A propos d'une expo Picasso ( et de ses "dérivées" )

Il est toujours redoutable de critiquer un monstre sacré. Et particulièrement lorsque le prétexte pour le faire prend comme cible une exposition supposée le mettre en valeur alors qu'elle isole dans son oeuvre un aspect, celui du rapport au sexe, et l'instrumentalise à d'autres fins. En effet une expo "Picasso érotique" prétend dévoiler tout (à la Galerie nationale du Jeu de paume jusqu'au 20 mai clame-t-on dans Le Monde daté du 22/02/2001 ) et, en fait, "tague", détourne, en sourdine.

Mais, déjà, critiquer ainsi risque souvent de déclencher certaines ires. Surtout lorsqu'il s'agit de sexe. Et de Picasso. Ce qui débouche souvent sur le fait d'être étiqueter, d'emblée, comme "réac".
-------
## Consigne 1
D'après l'extrait du texte, quel aspect de l'œuvre de Picasso l'exposition « Picasso érotique » isole-t-elle ?
-------
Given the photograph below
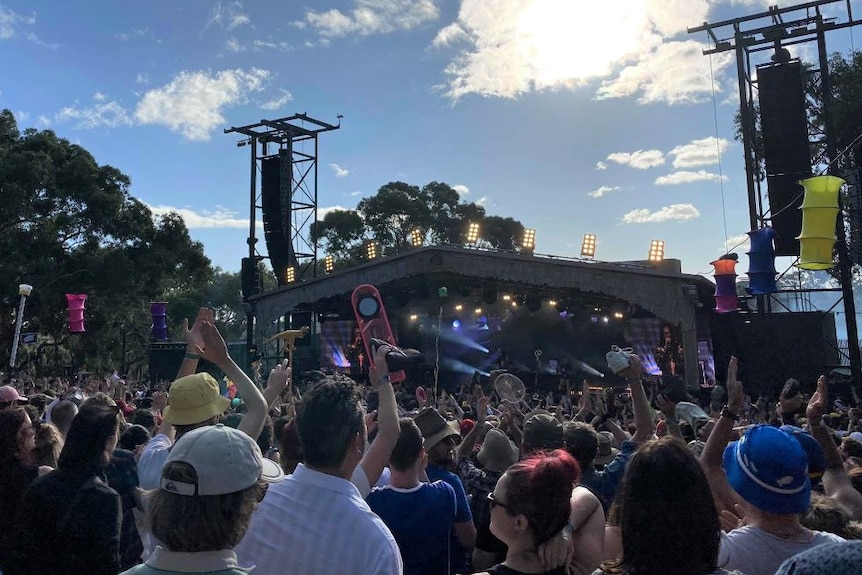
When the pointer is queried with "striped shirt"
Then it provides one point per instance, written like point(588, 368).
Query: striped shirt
point(312, 522)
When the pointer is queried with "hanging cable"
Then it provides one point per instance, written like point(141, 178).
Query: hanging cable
point(437, 351)
point(718, 149)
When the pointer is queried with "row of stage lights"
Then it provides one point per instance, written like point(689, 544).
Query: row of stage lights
point(528, 244)
point(597, 315)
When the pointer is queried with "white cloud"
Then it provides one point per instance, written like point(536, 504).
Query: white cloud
point(451, 34)
point(321, 212)
point(372, 17)
point(641, 159)
point(234, 45)
point(674, 212)
point(219, 218)
point(339, 171)
point(193, 102)
point(702, 152)
point(518, 46)
point(228, 15)
point(674, 73)
point(738, 243)
point(278, 101)
point(100, 115)
point(684, 177)
point(11, 22)
point(598, 193)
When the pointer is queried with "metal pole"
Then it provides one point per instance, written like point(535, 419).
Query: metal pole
point(23, 290)
point(252, 240)
point(844, 266)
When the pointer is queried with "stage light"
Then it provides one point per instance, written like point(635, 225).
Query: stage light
point(417, 237)
point(473, 233)
point(588, 246)
point(371, 250)
point(528, 244)
point(656, 251)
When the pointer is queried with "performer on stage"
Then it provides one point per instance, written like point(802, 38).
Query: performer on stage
point(356, 357)
point(668, 355)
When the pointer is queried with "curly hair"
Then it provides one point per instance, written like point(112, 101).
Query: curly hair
point(540, 488)
point(665, 491)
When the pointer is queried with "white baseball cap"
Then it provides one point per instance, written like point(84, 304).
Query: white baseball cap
point(225, 460)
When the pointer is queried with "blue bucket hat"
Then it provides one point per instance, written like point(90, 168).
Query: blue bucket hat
point(769, 469)
point(813, 450)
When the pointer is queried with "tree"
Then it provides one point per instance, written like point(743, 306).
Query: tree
point(390, 216)
point(70, 225)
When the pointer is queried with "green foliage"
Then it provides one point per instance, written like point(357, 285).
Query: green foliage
point(390, 216)
point(69, 225)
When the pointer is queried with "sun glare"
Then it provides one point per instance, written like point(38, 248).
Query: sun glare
point(569, 43)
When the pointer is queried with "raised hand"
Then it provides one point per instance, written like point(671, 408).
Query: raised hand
point(482, 409)
point(194, 336)
point(213, 348)
point(818, 402)
point(735, 394)
point(279, 376)
point(380, 370)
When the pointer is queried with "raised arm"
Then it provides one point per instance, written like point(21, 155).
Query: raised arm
point(278, 380)
point(388, 430)
point(640, 405)
point(214, 349)
point(723, 495)
point(194, 342)
point(465, 449)
point(835, 479)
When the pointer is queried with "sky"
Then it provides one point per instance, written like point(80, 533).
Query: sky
point(573, 117)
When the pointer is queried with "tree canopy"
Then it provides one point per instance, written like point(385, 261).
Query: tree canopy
point(390, 216)
point(70, 225)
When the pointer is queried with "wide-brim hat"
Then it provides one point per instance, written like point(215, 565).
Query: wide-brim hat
point(434, 428)
point(9, 394)
point(225, 461)
point(194, 399)
point(543, 431)
point(606, 452)
point(769, 469)
point(498, 452)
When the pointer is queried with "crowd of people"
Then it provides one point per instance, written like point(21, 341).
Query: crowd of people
point(351, 478)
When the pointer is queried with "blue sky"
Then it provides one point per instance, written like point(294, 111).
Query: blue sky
point(573, 117)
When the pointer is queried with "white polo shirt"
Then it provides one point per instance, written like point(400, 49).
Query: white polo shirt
point(311, 522)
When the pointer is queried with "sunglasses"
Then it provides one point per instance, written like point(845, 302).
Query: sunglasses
point(492, 503)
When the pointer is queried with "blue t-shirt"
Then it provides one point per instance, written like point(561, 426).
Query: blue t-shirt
point(421, 520)
point(463, 513)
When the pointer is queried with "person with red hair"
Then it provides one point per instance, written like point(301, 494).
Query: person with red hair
point(531, 504)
-------
## Consigne 2
Repérez dans les enregistrements chaque ligne contenant le mot « hanging » et recopiez-la. Respectez les majuscules et les minuscules.

## Bonne réponse 1
Le rapport au sexe.

## Bonne réponse 2
When the pointer is queried with "hanging cable"
Query: hanging cable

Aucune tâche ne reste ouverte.